WHAT THE TASK REQUIRES:
Set down the material below word for word, from its start through the line containing "50 L 59 130", leaving out the pictures.

ENTRIES SHOWN:
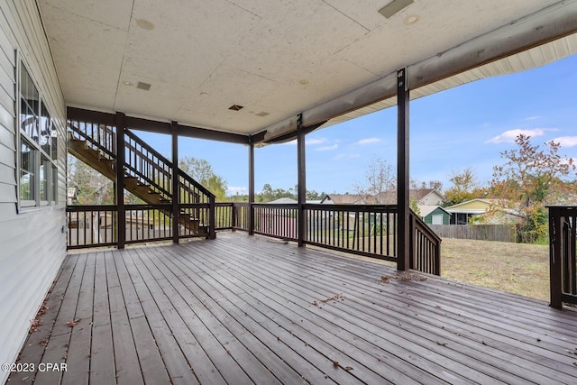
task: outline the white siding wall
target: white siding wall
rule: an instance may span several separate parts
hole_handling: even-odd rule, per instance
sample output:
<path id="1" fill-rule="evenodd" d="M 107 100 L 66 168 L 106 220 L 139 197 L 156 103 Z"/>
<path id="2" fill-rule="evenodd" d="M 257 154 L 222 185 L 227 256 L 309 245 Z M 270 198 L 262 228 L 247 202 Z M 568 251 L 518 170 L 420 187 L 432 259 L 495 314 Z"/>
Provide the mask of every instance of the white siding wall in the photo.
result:
<path id="1" fill-rule="evenodd" d="M 16 50 L 59 130 L 58 206 L 17 212 Z M 0 1 L 0 363 L 12 362 L 66 255 L 66 107 L 36 2 Z M 0 371 L 0 383 L 6 373 Z"/>

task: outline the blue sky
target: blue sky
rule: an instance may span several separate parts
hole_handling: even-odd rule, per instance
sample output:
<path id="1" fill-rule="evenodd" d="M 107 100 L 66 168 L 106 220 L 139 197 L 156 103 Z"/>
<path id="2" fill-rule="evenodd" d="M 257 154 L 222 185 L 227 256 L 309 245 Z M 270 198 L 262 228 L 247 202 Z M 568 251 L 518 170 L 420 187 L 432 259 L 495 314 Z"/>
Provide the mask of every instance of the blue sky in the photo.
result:
<path id="1" fill-rule="evenodd" d="M 410 174 L 417 181 L 451 187 L 453 170 L 471 167 L 488 183 L 499 153 L 514 148 L 517 134 L 534 144 L 561 142 L 561 155 L 577 160 L 577 55 L 545 67 L 490 78 L 411 101 Z M 354 193 L 371 160 L 396 168 L 397 109 L 391 107 L 307 135 L 307 188 Z M 170 156 L 168 135 L 137 133 Z M 229 193 L 248 192 L 248 147 L 180 138 L 179 152 L 208 160 Z M 257 192 L 297 184 L 297 146 L 255 149 Z"/>

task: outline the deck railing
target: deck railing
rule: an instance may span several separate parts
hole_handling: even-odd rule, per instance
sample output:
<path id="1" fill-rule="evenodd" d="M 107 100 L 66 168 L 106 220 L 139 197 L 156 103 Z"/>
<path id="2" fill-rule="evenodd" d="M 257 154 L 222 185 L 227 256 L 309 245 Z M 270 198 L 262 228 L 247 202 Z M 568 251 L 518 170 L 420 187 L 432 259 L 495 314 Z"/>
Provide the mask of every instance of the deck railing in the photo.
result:
<path id="1" fill-rule="evenodd" d="M 413 211 L 410 229 L 410 268 L 441 275 L 441 238 Z"/>
<path id="2" fill-rule="evenodd" d="M 551 307 L 577 305 L 577 206 L 549 206 Z"/>
<path id="3" fill-rule="evenodd" d="M 172 239 L 172 205 L 125 205 L 125 243 Z M 179 238 L 210 237 L 210 205 L 180 206 Z M 68 249 L 116 246 L 118 215 L 114 205 L 69 206 Z"/>

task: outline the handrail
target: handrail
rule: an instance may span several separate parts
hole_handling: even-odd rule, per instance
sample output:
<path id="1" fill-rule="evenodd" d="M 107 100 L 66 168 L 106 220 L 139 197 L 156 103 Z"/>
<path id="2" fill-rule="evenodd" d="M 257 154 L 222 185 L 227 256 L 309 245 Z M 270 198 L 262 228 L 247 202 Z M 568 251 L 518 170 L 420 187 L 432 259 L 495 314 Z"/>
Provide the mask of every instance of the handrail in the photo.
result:
<path id="1" fill-rule="evenodd" d="M 549 261 L 552 307 L 577 305 L 577 206 L 550 206 Z"/>
<path id="2" fill-rule="evenodd" d="M 397 261 L 397 206 L 305 204 L 304 243 Z"/>

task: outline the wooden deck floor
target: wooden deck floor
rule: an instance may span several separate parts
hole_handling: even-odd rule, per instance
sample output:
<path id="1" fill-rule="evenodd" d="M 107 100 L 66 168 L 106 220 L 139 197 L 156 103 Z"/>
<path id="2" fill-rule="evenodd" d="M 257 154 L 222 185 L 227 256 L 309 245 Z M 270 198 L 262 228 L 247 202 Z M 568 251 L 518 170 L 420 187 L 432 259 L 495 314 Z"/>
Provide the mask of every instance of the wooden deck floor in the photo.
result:
<path id="1" fill-rule="evenodd" d="M 232 233 L 70 253 L 20 359 L 67 371 L 9 383 L 577 381 L 576 312 L 395 273 Z"/>

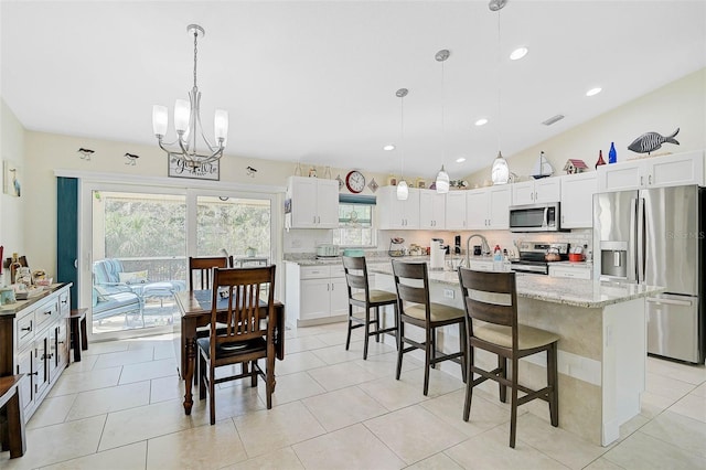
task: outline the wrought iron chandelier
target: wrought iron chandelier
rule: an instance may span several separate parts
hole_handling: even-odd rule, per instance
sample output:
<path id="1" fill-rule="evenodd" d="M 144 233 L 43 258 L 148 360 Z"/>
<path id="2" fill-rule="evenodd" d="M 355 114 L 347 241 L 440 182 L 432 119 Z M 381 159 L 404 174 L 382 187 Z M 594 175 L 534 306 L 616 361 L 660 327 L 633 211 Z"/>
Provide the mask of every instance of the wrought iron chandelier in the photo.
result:
<path id="1" fill-rule="evenodd" d="M 201 125 L 201 92 L 196 86 L 197 40 L 199 36 L 204 36 L 206 33 L 199 24 L 190 24 L 186 26 L 186 31 L 194 36 L 194 86 L 189 92 L 189 102 L 176 99 L 174 103 L 176 140 L 173 142 L 164 142 L 163 140 L 169 122 L 167 106 L 154 105 L 152 108 L 152 129 L 159 141 L 159 147 L 168 153 L 170 162 L 175 160 L 184 167 L 196 169 L 223 157 L 223 150 L 228 137 L 228 113 L 223 109 L 215 110 L 213 125 L 215 145 L 211 143 L 206 139 Z M 205 142 L 205 148 L 201 150 L 196 148 L 199 135 Z"/>

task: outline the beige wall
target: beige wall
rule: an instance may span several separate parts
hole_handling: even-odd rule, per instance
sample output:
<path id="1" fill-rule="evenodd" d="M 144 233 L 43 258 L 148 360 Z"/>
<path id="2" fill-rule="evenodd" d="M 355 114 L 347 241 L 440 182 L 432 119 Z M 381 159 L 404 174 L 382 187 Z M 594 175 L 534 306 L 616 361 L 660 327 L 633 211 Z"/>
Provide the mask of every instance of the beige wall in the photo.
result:
<path id="1" fill-rule="evenodd" d="M 24 248 L 33 266 L 43 267 L 51 274 L 54 274 L 56 266 L 55 170 L 118 177 L 125 183 L 138 182 L 139 179 L 148 184 L 180 188 L 188 188 L 193 183 L 193 180 L 167 178 L 167 157 L 157 142 L 153 146 L 143 146 L 33 131 L 26 131 L 25 136 L 29 178 L 25 182 L 24 203 L 32 207 L 32 211 L 24 221 Z M 81 158 L 77 150 L 82 147 L 94 150 L 90 160 Z M 126 164 L 126 152 L 140 156 L 135 167 Z M 248 165 L 257 169 L 254 178 L 247 174 Z M 302 163 L 301 167 L 306 175 L 310 165 Z M 226 190 L 247 190 L 248 186 L 257 185 L 265 190 L 270 188 L 271 191 L 281 191 L 286 186 L 287 178 L 295 173 L 295 163 L 225 156 L 221 162 L 221 181 L 207 184 Z M 323 177 L 324 167 L 317 169 L 318 175 Z M 331 173 L 333 178 L 338 174 L 345 178 L 349 170 L 333 168 Z M 377 173 L 364 173 L 368 181 L 375 178 L 379 182 L 384 178 Z M 371 191 L 366 189 L 364 193 L 370 194 Z M 281 211 L 280 207 L 278 210 Z"/>
<path id="2" fill-rule="evenodd" d="M 593 99 L 600 100 L 600 95 Z M 564 121 L 555 126 L 569 122 L 570 119 L 571 117 L 567 116 Z M 628 146 L 637 137 L 648 131 L 668 136 L 677 127 L 681 129 L 676 137 L 680 145 L 665 143 L 656 153 L 678 153 L 706 148 L 706 68 L 670 83 L 539 145 L 512 156 L 503 154 L 507 158 L 510 170 L 517 174 L 521 181 L 530 178 L 532 168 L 542 151 L 554 167 L 555 175 L 565 174 L 564 164 L 569 158 L 584 160 L 592 171 L 599 150 L 603 151 L 603 159 L 608 162 L 611 141 L 616 142 L 618 161 L 621 162 L 639 157 L 638 153 L 628 150 Z M 492 158 L 489 158 L 488 168 L 467 178 L 471 188 L 475 184 L 483 185 L 485 180 L 490 180 L 490 164 L 492 164 Z"/>
<path id="3" fill-rule="evenodd" d="M 24 163 L 24 128 L 3 99 L 0 99 L 0 152 L 2 160 L 12 161 L 20 165 L 24 172 L 20 197 L 8 195 L 0 188 L 0 245 L 4 246 L 3 257 L 8 258 L 12 252 L 24 254 L 23 232 L 24 213 L 28 207 L 25 194 L 29 178 Z M 0 182 L 0 186 L 2 186 L 2 182 Z M 10 282 L 9 278 L 6 281 Z"/>

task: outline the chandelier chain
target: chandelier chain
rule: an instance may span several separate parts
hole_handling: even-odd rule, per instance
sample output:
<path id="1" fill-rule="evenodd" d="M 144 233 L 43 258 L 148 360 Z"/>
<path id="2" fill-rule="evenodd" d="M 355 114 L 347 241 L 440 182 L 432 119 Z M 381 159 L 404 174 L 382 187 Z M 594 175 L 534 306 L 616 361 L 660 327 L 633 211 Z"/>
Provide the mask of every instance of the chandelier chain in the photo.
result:
<path id="1" fill-rule="evenodd" d="M 196 88 L 196 56 L 199 55 L 197 39 L 199 31 L 194 30 L 194 89 Z"/>

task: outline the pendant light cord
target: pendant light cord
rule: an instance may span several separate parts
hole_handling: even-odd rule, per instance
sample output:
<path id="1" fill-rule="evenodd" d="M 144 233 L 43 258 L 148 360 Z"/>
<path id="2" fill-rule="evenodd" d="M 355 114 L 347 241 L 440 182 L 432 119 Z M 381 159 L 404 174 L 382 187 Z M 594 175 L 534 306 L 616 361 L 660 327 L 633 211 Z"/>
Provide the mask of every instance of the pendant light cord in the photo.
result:
<path id="1" fill-rule="evenodd" d="M 443 150 L 443 154 L 442 154 L 442 159 L 441 159 L 441 167 L 443 168 L 443 164 L 446 163 L 446 120 L 445 120 L 445 116 L 446 116 L 446 81 L 445 81 L 445 73 L 443 73 L 443 63 L 446 61 L 441 61 L 441 139 L 443 140 L 442 142 L 442 150 Z"/>
<path id="2" fill-rule="evenodd" d="M 405 181 L 405 97 L 399 98 L 399 136 L 402 143 L 400 181 Z"/>
<path id="3" fill-rule="evenodd" d="M 496 57 L 496 74 L 498 74 L 498 151 L 500 152 L 500 126 L 502 122 L 501 119 L 501 115 L 502 115 L 502 110 L 501 110 L 501 94 L 502 94 L 502 85 L 500 83 L 500 51 L 501 51 L 501 46 L 500 46 L 500 10 L 498 10 L 498 57 Z"/>

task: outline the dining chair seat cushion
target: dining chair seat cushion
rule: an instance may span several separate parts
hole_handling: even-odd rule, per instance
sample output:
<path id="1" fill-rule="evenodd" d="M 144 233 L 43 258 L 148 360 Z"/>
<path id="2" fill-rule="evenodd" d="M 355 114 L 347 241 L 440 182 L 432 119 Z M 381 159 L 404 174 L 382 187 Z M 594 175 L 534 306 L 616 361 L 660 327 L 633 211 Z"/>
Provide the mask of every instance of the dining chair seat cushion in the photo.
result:
<path id="1" fill-rule="evenodd" d="M 196 340 L 199 348 L 211 359 L 211 338 L 199 338 Z M 255 351 L 266 351 L 267 341 L 265 338 L 255 338 L 248 341 L 235 341 L 232 343 L 221 343 L 216 345 L 216 357 L 227 357 L 233 354 L 245 354 Z"/>
<path id="2" fill-rule="evenodd" d="M 431 310 L 429 316 L 431 321 L 448 321 L 466 317 L 466 312 L 463 310 L 445 306 L 442 303 L 431 302 L 429 303 L 429 308 Z M 416 318 L 417 320 L 425 320 L 427 317 L 425 306 L 421 303 L 407 307 L 405 309 L 405 314 L 407 314 L 407 317 Z"/>
<path id="3" fill-rule="evenodd" d="M 486 324 L 474 328 L 473 335 L 489 343 L 498 344 L 502 348 L 512 348 L 512 333 L 510 327 L 500 324 Z M 538 328 L 517 325 L 517 348 L 520 350 L 532 350 L 545 346 L 558 341 L 559 337 Z"/>
<path id="4" fill-rule="evenodd" d="M 371 289 L 368 292 L 371 296 L 371 303 L 394 302 L 397 300 L 397 295 L 395 292 L 376 289 Z M 361 302 L 365 301 L 365 292 L 355 292 L 351 297 Z"/>

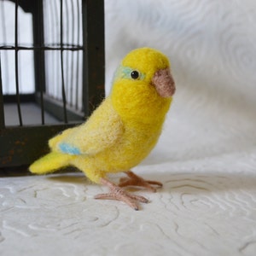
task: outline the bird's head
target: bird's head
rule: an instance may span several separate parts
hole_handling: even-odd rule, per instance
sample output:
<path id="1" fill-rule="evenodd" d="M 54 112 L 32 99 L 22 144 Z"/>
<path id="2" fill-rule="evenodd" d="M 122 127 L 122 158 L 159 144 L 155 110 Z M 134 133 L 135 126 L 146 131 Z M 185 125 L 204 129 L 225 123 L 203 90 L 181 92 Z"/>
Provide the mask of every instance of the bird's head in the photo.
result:
<path id="1" fill-rule="evenodd" d="M 138 108 L 141 114 L 147 114 L 147 109 L 160 114 L 168 110 L 174 92 L 167 57 L 156 49 L 140 48 L 131 51 L 118 67 L 111 97 L 115 108 L 127 114 Z"/>

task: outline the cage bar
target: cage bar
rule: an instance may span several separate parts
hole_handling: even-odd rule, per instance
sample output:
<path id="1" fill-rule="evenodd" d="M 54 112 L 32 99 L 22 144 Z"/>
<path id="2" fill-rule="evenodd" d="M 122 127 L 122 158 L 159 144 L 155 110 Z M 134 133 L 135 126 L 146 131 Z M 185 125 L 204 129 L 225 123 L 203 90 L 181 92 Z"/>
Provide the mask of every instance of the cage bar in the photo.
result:
<path id="1" fill-rule="evenodd" d="M 0 171 L 27 166 L 45 154 L 49 137 L 83 122 L 105 96 L 103 0 L 9 1 L 15 4 L 15 26 L 14 42 L 0 44 Z M 1 1 L 1 7 L 5 2 Z M 19 40 L 20 7 L 32 16 L 29 44 Z M 60 26 L 52 26 L 54 22 Z M 15 92 L 11 95 L 4 93 L 7 81 L 3 84 L 2 79 L 7 68 L 3 69 L 1 61 L 3 53 L 8 52 L 13 52 L 15 60 Z M 26 52 L 32 53 L 34 58 L 32 93 L 24 93 L 20 80 L 24 68 L 20 61 Z M 10 103 L 16 107 L 19 117 L 12 126 L 6 123 L 5 107 Z M 38 124 L 26 123 L 25 103 L 39 108 Z M 49 114 L 58 124 L 49 124 Z"/>

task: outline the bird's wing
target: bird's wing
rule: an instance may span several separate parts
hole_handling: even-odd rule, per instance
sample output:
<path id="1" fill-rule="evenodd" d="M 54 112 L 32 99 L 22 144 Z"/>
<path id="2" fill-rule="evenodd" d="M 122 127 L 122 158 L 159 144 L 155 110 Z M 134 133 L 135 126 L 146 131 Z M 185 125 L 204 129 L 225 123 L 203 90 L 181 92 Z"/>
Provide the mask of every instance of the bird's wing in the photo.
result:
<path id="1" fill-rule="evenodd" d="M 94 155 L 114 145 L 123 132 L 123 123 L 108 99 L 58 143 L 58 149 L 69 154 Z"/>

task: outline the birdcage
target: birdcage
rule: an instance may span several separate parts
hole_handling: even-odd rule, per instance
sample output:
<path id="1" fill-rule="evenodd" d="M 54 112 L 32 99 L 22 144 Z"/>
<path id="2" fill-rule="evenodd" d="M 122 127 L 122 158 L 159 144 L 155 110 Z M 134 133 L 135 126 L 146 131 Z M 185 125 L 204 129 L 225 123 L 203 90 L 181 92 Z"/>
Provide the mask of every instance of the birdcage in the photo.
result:
<path id="1" fill-rule="evenodd" d="M 27 166 L 104 97 L 103 0 L 0 0 L 0 168 Z M 86 136 L 86 135 L 85 135 Z"/>

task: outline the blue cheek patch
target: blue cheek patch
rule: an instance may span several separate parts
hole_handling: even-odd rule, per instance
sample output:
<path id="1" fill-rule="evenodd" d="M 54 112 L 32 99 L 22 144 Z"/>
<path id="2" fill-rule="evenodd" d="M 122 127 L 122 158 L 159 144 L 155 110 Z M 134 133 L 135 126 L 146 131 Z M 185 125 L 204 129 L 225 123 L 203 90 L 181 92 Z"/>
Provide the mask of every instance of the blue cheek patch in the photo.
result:
<path id="1" fill-rule="evenodd" d="M 59 145 L 59 148 L 63 153 L 67 153 L 69 154 L 81 154 L 79 148 L 71 146 L 67 143 L 61 143 Z"/>

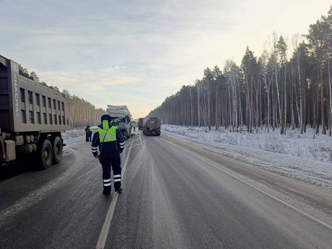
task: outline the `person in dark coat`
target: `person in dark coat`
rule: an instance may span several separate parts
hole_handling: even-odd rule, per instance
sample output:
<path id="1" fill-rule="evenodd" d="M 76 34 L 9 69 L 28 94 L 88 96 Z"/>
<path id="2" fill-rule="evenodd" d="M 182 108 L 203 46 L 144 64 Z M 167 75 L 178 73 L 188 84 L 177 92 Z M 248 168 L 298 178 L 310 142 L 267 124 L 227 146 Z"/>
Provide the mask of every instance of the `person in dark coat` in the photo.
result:
<path id="1" fill-rule="evenodd" d="M 90 131 L 90 129 L 89 128 L 90 127 L 90 125 L 89 124 L 87 125 L 86 127 L 85 127 L 85 141 L 89 142 L 89 133 Z M 91 132 L 92 134 L 92 132 Z M 91 137 L 90 137 L 90 140 L 91 140 Z"/>

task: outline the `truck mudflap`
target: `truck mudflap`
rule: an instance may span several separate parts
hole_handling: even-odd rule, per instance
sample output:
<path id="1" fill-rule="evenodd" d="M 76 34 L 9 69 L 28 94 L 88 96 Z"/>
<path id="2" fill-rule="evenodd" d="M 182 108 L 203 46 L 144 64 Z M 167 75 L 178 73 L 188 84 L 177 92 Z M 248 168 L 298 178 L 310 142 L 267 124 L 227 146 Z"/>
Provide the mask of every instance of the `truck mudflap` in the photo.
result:
<path id="1" fill-rule="evenodd" d="M 5 152 L 5 145 L 3 144 L 3 139 L 2 136 L 0 136 L 0 161 L 6 160 L 6 153 Z"/>

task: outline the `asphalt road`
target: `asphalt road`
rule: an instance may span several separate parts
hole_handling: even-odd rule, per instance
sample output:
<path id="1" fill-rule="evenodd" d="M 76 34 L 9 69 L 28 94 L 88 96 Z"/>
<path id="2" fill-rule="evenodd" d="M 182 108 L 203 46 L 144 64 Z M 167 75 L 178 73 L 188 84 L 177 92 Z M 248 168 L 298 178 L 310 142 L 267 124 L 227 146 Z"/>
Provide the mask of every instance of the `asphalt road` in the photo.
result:
<path id="1" fill-rule="evenodd" d="M 1 169 L 0 248 L 95 248 L 104 233 L 105 248 L 332 248 L 331 191 L 135 134 L 120 194 L 102 194 L 85 142 L 46 170 Z"/>

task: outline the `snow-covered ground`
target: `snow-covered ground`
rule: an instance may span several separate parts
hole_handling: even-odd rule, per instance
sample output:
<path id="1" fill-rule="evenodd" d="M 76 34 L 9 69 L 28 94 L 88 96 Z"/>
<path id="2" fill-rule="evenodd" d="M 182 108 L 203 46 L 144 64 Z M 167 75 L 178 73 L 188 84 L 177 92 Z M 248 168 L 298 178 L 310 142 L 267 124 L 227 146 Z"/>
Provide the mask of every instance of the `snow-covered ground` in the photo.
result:
<path id="1" fill-rule="evenodd" d="M 97 126 L 92 126 L 93 134 L 98 127 Z M 84 129 L 73 129 L 61 133 L 61 136 L 63 142 L 69 145 L 73 143 L 85 141 L 85 131 Z"/>
<path id="2" fill-rule="evenodd" d="M 332 139 L 316 136 L 312 130 L 301 134 L 288 130 L 267 133 L 241 133 L 163 124 L 166 135 L 177 137 L 251 165 L 258 166 L 332 189 Z"/>

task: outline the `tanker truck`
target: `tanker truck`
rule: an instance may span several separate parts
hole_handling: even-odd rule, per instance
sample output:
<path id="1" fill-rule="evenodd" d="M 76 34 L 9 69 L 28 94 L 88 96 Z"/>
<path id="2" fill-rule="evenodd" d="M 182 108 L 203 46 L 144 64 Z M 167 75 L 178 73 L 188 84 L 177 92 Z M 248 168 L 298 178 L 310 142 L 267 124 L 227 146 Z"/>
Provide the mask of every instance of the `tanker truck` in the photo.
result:
<path id="1" fill-rule="evenodd" d="M 20 75 L 17 63 L 0 55 L 0 165 L 60 162 L 68 122 L 64 94 Z"/>
<path id="2" fill-rule="evenodd" d="M 143 134 L 148 136 L 160 134 L 161 122 L 158 118 L 144 118 L 143 119 Z"/>

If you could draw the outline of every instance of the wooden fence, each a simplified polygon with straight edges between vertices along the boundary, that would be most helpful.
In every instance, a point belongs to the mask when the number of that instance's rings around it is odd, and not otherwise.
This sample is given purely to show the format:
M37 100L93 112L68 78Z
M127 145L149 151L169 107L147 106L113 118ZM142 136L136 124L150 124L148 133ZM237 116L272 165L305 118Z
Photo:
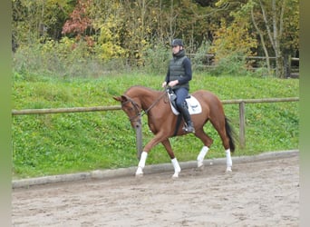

CORRECT OUTPUT:
task: outline the white siding wall
target: white siding wall
rule: an instance may span several separate parts
hole_handling: even-odd rule, per instance
sample output:
<path id="1" fill-rule="evenodd" d="M 107 100 L 66 168 L 106 220 L 139 197 L 156 103 Z"/>
<path id="2" fill-rule="evenodd" d="M 257 154 L 222 185 L 227 256 L 309 245 Z M 270 198 L 262 228 L 247 202 Z M 568 251 L 518 170 L 420 187 L 432 259 L 495 314 Z"/>
Provide the mask of every instance of the white siding wall in the photo.
result:
<path id="1" fill-rule="evenodd" d="M 16 50 L 59 130 L 58 206 L 17 212 Z M 0 1 L 0 363 L 12 362 L 66 255 L 66 107 L 36 2 Z M 0 371 L 0 383 L 6 373 Z"/>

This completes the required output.